*WHAT THE TASK REQUIRES*
Return every entry exactly.

* * *

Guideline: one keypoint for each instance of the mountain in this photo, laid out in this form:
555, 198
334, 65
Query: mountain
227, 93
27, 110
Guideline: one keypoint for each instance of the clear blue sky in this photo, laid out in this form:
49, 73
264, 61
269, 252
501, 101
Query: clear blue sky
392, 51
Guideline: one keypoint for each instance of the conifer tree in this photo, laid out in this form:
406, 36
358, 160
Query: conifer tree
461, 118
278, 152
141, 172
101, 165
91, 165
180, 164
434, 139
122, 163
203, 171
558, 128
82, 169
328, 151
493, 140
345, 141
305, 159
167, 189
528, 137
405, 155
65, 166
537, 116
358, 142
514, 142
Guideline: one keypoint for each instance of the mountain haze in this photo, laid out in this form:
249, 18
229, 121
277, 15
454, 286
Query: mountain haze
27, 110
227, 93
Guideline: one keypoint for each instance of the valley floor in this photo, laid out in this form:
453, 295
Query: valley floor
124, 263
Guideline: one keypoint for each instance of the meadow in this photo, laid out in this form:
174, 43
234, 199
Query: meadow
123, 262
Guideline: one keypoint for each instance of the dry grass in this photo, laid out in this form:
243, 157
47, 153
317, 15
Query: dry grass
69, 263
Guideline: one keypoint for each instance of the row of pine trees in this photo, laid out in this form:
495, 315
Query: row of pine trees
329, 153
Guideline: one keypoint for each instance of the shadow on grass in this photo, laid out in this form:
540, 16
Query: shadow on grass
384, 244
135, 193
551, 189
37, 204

* * *

*SOLUTION TO THIS TASK*
Guideline: one keypoint for each instance of the mountain in this photo, laid out in this form:
555, 198
334, 65
Query: mountain
227, 93
27, 110
Guideline: one keypoint for each instance of the clear blue sky in this photo, laid out in this form:
49, 73
264, 61
269, 252
501, 101
Query: clear blue sky
392, 51
Guideline: one keypoint for each instance of the conifer tree in this photo, laid out in this form:
406, 36
358, 160
Query: conifer tree
461, 118
278, 152
141, 172
101, 165
91, 165
180, 164
434, 139
122, 163
203, 171
558, 128
82, 169
328, 151
493, 140
345, 141
305, 159
167, 189
528, 137
405, 155
65, 166
537, 116
358, 142
514, 142
Guideline: one keypoint for each instance of the mountain haze in this photo, laid out in this form:
249, 18
229, 121
277, 15
454, 286
Query: mountain haze
27, 110
227, 93
Guideline: one keypoint for each instance of the valley floor in this photo, laid out in this form:
453, 295
Query: valley floor
124, 263
Guideline: one keypoint for each instance of the meadow in this photo, laid out in this form:
174, 43
234, 199
Query: meadow
123, 262
Guideline: one keypoint for each instance of the dry grass in this photo, laid out in this form:
243, 157
47, 153
317, 15
Query: dry grass
69, 263
Guideline: one keypoint for each instance of the row of pine trees in this photo, laid out in this form:
495, 315
Query: row of pine trees
329, 153
Guideline: one keypoint for each instance of the shadow on grass in this photo, laid out in this form:
540, 16
Query: shadow on grass
384, 244
135, 193
551, 189
37, 204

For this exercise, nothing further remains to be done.